_Selection:_
━━━━━━━━

PHOENIX - When Arizona Attorney General Mark Brnovich took office in 2015, he made a concerted effort to educate every Arizonan about the dangers of human trafficking.
As it stands, Arizona state has some of the highest numbers of reported cases and the state prepares to host another NFL Super Bowl in 2023, events like the Super Bowl are prime for predators.
Now, outreach has now moved beyond city limits and into what might be considered more rural areas.
Survivor works to educate the community
"So the grooming process for me was very gradual. It began with needing money for rent," said Shuana Sexton, a survivor of human trafficking. She was 25 when her boyfriend of four years forced her into a life of sex trafficking.
Shuana Sexton, a survivor of human trafficking
"Looking back now, I’m like wow. I should have seen all that. I should have run if I had a support system around me and maybe I could have, but he did isolate me away from my family," Sexton said.
While being trafficked, she says she was using meth, weighed just 87 pounds and was struggling to stay alive.
Now, she says she beat the odds because instead of arresting her, a police officer took her to rehab.
"I knew there was just nothing more that I wanted than a better life. So surrendering to God and everything that he wanted for my life was so easy because I had done that for a man for all the wrong reasons," Sexton said.
Her harrowing experience changed her and she works with nonprofits, big and small, raising awareness.
"It is happening in our backyards and if people think it just happens to those girls, to the girls in inner-city, they need to wake up," Sexton said.

━━━━━━━━

_Stated goal 1:_
Answer these questions about the trafficking article:
(a) In what year did Mark Brnovich take office as Arizona Attorney General?
(b) How old was Shuana Sexton when her boyfriend forced her into sex trafficking?
(c) Where did a police officer take her instead of arresting her?
The article and the records that come after it are drawn from unrelated sources.

_Supplied records:_

━━━━━━━━

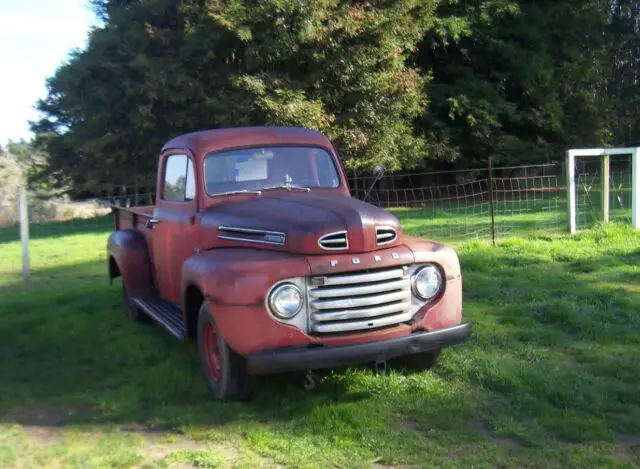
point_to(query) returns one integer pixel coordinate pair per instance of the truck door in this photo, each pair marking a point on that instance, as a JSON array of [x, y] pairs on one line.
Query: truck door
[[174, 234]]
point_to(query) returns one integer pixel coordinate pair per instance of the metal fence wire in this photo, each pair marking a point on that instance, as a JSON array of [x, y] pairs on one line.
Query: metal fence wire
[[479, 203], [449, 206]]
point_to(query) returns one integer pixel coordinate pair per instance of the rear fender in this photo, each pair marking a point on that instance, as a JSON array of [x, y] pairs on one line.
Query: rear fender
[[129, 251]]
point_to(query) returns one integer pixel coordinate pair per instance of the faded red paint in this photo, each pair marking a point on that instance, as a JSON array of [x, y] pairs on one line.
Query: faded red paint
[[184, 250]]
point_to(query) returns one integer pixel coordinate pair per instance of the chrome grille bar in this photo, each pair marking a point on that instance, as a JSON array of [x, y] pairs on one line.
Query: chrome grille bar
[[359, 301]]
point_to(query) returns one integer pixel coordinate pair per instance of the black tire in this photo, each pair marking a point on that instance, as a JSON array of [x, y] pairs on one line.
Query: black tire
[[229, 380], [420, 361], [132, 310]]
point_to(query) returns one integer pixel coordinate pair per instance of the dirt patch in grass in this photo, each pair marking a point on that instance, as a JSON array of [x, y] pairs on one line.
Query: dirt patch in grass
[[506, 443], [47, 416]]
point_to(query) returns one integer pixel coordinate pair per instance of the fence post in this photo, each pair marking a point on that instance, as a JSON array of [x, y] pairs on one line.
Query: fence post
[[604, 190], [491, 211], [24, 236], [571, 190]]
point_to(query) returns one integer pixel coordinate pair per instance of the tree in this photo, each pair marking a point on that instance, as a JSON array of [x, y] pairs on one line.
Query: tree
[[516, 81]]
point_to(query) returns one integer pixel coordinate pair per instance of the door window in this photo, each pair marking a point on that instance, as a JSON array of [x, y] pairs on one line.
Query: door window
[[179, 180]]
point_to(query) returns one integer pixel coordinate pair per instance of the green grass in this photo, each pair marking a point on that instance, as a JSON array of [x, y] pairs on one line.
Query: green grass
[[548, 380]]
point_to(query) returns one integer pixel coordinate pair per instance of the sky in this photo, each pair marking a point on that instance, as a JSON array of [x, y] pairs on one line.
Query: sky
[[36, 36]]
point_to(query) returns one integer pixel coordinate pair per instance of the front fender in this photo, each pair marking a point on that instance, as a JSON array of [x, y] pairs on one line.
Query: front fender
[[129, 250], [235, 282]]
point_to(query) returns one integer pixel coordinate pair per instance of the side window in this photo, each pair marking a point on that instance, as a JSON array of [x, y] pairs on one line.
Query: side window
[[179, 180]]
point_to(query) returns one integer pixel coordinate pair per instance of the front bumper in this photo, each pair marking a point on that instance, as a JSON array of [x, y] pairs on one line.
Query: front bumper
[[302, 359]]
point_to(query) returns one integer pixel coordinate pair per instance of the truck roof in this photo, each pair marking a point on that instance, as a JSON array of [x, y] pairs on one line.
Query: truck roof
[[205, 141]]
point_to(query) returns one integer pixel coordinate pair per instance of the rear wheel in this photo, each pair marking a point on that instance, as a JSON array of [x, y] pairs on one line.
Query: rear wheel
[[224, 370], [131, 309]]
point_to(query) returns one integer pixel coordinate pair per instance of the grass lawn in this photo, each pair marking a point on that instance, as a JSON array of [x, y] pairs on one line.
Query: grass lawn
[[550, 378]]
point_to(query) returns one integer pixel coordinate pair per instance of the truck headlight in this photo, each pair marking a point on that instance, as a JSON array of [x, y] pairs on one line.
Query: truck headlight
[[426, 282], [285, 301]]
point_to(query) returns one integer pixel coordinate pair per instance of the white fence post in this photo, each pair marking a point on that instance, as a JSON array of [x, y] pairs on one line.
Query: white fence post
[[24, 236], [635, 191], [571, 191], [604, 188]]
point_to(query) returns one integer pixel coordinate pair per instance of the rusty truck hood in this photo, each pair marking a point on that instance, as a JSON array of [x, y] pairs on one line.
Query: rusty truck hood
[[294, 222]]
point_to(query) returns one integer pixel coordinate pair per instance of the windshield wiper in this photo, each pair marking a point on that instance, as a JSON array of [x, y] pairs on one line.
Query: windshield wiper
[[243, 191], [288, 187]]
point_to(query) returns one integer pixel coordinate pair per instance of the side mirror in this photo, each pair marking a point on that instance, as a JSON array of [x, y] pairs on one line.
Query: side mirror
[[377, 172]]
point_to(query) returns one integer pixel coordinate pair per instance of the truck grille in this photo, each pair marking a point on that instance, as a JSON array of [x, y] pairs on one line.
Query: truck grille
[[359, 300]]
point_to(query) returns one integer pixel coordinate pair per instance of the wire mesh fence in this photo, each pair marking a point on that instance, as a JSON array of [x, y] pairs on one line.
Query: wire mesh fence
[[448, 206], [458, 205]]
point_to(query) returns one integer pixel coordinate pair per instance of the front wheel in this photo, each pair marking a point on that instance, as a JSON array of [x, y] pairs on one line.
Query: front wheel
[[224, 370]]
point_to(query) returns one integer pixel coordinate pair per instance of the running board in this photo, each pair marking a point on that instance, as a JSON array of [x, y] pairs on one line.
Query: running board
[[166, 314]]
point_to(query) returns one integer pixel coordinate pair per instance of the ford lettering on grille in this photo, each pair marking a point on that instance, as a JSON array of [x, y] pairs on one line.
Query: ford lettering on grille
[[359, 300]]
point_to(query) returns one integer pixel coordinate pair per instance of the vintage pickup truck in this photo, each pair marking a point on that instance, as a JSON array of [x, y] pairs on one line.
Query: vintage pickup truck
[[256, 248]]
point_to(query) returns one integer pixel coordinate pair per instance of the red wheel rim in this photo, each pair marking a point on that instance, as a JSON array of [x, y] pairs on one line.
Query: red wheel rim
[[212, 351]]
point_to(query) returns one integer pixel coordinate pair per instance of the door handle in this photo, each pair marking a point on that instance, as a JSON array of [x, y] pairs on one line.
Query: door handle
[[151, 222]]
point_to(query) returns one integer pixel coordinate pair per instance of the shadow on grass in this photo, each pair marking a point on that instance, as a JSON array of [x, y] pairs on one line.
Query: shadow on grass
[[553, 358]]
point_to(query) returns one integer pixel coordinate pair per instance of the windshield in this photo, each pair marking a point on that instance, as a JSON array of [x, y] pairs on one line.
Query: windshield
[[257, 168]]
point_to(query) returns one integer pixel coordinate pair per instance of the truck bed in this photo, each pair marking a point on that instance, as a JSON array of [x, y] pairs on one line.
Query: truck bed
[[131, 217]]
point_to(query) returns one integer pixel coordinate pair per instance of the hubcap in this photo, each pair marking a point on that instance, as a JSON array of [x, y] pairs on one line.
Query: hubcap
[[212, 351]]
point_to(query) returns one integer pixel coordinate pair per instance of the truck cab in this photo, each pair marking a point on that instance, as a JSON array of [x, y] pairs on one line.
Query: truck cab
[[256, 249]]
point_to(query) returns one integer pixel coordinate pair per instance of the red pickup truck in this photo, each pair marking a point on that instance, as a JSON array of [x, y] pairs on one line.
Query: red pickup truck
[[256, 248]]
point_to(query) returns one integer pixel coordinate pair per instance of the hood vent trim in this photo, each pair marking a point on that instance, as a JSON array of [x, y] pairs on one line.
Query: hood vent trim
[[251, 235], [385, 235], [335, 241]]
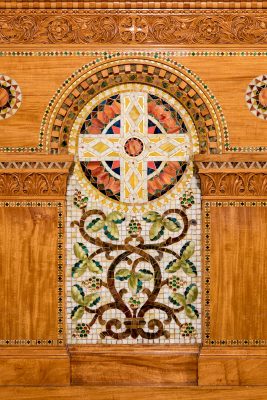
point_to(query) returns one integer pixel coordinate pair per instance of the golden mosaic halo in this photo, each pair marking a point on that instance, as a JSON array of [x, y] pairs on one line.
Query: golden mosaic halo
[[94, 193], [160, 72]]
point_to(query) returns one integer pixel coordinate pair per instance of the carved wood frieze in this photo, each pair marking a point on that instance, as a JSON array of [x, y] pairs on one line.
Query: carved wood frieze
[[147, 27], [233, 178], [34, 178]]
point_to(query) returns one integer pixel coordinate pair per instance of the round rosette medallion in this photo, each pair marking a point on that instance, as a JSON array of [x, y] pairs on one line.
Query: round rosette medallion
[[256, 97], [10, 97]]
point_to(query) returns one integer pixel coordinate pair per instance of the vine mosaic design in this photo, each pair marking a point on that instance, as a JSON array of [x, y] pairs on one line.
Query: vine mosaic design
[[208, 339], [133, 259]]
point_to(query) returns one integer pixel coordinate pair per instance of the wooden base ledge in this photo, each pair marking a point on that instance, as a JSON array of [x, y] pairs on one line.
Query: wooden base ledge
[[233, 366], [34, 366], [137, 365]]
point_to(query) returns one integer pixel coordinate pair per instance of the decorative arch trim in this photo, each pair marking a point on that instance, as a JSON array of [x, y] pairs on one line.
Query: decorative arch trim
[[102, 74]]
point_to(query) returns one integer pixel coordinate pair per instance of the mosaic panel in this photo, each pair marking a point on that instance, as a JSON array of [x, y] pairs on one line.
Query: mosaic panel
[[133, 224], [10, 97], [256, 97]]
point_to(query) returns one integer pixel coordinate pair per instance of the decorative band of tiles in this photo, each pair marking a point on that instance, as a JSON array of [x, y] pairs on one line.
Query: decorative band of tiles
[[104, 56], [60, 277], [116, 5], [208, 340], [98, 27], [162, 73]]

━━━━━━━━

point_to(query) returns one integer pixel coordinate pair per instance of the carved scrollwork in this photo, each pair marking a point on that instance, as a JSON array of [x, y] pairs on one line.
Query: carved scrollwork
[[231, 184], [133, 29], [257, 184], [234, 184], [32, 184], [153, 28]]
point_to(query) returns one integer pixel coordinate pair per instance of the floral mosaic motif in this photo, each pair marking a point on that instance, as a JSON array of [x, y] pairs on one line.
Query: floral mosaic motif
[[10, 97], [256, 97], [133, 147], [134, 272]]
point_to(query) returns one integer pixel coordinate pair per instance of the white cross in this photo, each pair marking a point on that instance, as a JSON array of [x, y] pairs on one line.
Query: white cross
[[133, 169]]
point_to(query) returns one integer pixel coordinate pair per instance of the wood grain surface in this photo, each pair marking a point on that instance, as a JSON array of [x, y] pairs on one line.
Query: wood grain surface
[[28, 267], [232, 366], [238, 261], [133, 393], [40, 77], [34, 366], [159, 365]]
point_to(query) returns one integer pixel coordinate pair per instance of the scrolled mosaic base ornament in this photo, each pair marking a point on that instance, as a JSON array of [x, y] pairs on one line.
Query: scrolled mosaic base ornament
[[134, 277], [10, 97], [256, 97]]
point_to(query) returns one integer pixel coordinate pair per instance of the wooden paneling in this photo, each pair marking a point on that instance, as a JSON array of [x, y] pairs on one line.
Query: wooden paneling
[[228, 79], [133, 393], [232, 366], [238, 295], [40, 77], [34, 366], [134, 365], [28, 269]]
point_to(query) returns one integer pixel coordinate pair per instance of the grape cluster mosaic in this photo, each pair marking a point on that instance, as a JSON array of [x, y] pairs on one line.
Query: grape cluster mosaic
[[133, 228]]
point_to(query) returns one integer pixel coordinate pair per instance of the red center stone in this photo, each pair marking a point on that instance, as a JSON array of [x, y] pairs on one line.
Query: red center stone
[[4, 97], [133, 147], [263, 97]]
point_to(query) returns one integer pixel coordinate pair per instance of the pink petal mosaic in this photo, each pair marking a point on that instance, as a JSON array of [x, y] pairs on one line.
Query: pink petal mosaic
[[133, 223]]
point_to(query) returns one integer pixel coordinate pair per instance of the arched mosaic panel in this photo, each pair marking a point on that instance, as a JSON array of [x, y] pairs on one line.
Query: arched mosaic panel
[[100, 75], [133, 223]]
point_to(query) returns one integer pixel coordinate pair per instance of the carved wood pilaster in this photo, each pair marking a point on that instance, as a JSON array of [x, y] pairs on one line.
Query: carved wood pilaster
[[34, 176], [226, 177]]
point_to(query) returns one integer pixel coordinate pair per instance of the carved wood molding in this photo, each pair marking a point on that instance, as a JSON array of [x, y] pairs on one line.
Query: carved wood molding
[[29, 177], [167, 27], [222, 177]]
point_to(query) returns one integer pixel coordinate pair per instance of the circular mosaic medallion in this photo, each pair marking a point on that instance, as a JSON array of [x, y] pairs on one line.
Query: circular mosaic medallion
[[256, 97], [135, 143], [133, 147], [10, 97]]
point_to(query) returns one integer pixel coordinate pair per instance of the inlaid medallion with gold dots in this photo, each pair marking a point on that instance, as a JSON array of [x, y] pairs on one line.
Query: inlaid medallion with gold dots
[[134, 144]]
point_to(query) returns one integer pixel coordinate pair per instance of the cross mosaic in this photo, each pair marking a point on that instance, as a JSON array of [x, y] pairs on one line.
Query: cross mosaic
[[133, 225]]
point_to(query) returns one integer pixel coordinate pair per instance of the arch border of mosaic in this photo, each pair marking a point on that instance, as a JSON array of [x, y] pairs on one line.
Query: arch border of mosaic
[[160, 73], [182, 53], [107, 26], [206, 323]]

━━━━━━━━

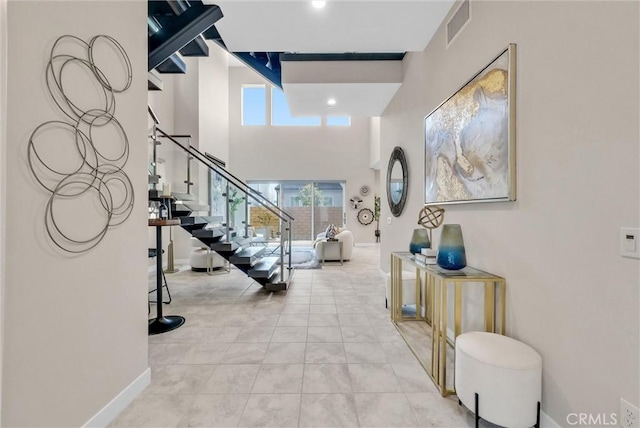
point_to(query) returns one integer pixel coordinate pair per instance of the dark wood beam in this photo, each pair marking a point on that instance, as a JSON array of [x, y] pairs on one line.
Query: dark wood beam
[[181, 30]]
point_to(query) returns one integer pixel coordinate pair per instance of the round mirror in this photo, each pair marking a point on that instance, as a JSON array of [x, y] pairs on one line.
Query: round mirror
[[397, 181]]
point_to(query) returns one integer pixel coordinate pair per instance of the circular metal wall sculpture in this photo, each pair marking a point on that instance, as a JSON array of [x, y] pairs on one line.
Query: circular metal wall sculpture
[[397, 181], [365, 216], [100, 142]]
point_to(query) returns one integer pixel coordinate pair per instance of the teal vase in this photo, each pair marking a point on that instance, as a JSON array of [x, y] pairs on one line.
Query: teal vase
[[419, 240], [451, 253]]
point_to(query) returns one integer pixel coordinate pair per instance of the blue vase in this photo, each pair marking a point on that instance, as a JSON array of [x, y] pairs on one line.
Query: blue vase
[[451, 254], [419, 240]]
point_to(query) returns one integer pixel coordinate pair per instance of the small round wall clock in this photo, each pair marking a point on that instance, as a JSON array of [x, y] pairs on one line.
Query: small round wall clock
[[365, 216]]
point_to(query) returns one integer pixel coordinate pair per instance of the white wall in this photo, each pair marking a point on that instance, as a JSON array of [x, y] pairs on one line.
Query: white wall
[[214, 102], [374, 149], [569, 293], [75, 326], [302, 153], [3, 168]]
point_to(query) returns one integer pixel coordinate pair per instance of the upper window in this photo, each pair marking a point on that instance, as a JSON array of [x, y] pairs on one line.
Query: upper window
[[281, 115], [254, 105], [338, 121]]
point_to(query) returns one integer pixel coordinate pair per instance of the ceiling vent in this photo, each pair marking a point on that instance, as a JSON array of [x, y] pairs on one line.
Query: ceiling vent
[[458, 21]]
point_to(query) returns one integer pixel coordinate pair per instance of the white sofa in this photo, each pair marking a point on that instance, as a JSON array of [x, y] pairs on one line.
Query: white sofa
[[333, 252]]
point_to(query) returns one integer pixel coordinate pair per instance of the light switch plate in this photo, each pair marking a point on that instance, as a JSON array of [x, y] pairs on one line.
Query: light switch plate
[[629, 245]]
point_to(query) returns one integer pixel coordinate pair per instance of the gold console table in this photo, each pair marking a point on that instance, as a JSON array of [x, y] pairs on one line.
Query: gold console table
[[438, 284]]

━━━━━━━━

_Stated goal 2:_ In the records, swap "integer" for "whole-number" throughout the stretch from the line containing "the truck door" through the line containing "[[516, 81]]", leaving everything else unchanged. Return only those lines.

_Written solution 1:_
(a) 2015
(b) 25
(c) To rehab

_Written solution 2:_
point_to(query) returns one whole-number pixel coordinate pair per instance of the truck door in this photo, each pair marking a point on that instance, as a JSON array of [x, y] pairs on one line.
Query: truck door
[[174, 234]]
point_to(query) returns one whole-number pixel coordinate pair per instance of the metal fence wire in this photo, each pair marking a point on that instance, as a JSON array of [x, y] pairs on one line.
Query: metal fence wire
[[479, 203], [449, 206]]
point_to(query) returns one whole-number pixel coordinate pair per instance of the rear fender in this photo, each pair marking a point on that instance, as a JSON array of [x, y] pairs on one line.
Query: rear fender
[[129, 251]]
point_to(query) returns one whole-number pixel coordinate pair per instance of the faded red paint in this photo, each pair marking a point on that instance, as a JSON array of [x, y] pairs on one line.
Query: faded red paint
[[184, 250]]
point_to(query) returns one whole-number pixel coordinate pair per instance of the chrome grille bar in this photo, each pair marking a point on that instance, as a JSON array of [x, y] pairs on one line.
Query: chrome grille bar
[[359, 301]]
point_to(query) returns one whole-number pixel coordinate pair per instance of the black tire in this photo, each pair marking a point on that instance, as a JSON array of [x, y] pairs on one line.
Query: black tire
[[229, 380], [420, 361], [132, 310]]
point_to(query) returns one whole-number pixel coordinate pair per instance of the dirt patch in grass in this photo, each pair marking a point on that instance, as a JSON array of [x, y] pairs on one line.
Query: dirt patch in grass
[[506, 443], [47, 416]]
point_to(query) returns one whole-number pixel coordinate pair per instance of the fence post in this photo, each pair marking a point on that instance, as a JSON array of [x, y] pairs on one line.
Query: fence post
[[604, 190], [491, 211], [24, 236], [571, 190]]
point_to(query) returns one whole-number pixel coordinate pair per instance of the tree in this photo, each pair marking a point on that instance, as a JSON array of [x, y] pairs on one line.
Query: tree
[[516, 81]]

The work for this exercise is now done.